* [ABOUT THIS TASK] Please transcribe everything in the gymnastics article from "Alexa Farese earned" down to "and Chloe Harrington.", word for word.

* [SUPPLIED PASSAGE]
*** Block opens ***
Moments later, the good news started to flow as the team garnered multiple first-place finishes to ultimate become the best all-around team in the state of Mississippi.
“I was pleasantly surprised and very thankful,” Mitchell said about the results of the 13 gymnasts who took part in the meet held at Metry McGaughy’s Elite II gym. “We’ve gone to this meet and we have done well before. We have had some first place individually but this is the first time that we’ve gone under one category and the first time we’ve come back with a unified team trophy.”
Alexa Farese earned the overall high individual score for the OPC team to secure the highest all around team scores. Other members of the first-place team included Kaitlyn Johnson, Izzy Langendoen, Hope Sullivan, Veronika Krievskaya, Lainey Schuesselin, Addison and Julia Winburn, Collins Walker, Layla Farese, Jarah Jones, Gray Flowers, Avery Vanderford and Chloe Harrington.
There were a lot of smiles on faces of the gymnasts following the meet. Many of them have been in the OPC program for several years. The results have been good for several years, Mitchell said, but the difference now as opposed to the past revolve around the numbers.
“We haven’t had the number we need to make sense to have a big, competitive team to do much more than what we’ve done over the past years,” Mitchell said. “We actually have gone to state before and have had our own OPC gymnast qualify for state and do very well. This is the first time that we’ve had at least a half dozen that have been interested in continuing to do more. In the past when we had them qualify for state, it was just one other besides my own girls.”
The parental support increased as well and after the Bunny Hop, Mitchell felt an even bigger push for the program and team do more. Intermediate gymnastics started younger and Mitchell feels like they can really move up in the sport. There are number of hard workers in the group, and Mitchell reminded that “hard work beats talent when talent hardly works.”
Competitive gymnastics has been a part of the OPC program for the past seven to eight years. Mitchell has been teaching the past 10 to 12 years.
“Gymnastics teaches you a whole lot more than just physical skills. It’s the dedication, the determination. The fun is working and being challenged especially working with girls who are quick to say they can’t do this,” Mitchell said. “I’ve seen them grow. I’ve seen them chose and work through their fear and see the things they have accomplished. It all equals that you can do this. There is a whole lot of that going on to where you mentally choose, am I going to believe the fear? Or am I going to believe the evidence in what my coaches are telling to make that decision and go for it. There are those life lessons, obedience, encouraging each other, that they learn from that. It may be an individual sport, it’s also good to be in a group of other girls that are also working and struggling and obtaining and gaining and growing.”
There are a number of classes offered by the OPC throughout the year. Mitchell has seen consistent growth both in the number of kids participating as well as the number of kids that want to be in the gym even longer.
*** Block closes ***
* [EXERCISE DATA]
*** Block opens ***
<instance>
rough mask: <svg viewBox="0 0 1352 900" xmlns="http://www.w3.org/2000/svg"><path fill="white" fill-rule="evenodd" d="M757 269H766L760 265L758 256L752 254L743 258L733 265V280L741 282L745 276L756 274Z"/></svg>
*** Block closes ***
* [TASK RESPONSE]
Alexa Farese earned the overall high individual score for the OPC team to secure the highest all around team scores. Other members of the first-place team included Kaitlyn Johnson, Izzy Langendoen, Hope Sullivan, Veronika Krievskaya, Lainey Schuesselin, Addison and Julia Winburn, Collins Walker, Layla Farese, Jarah Jones, Gray Flowers, Avery Vanderford and Chloe Harrington.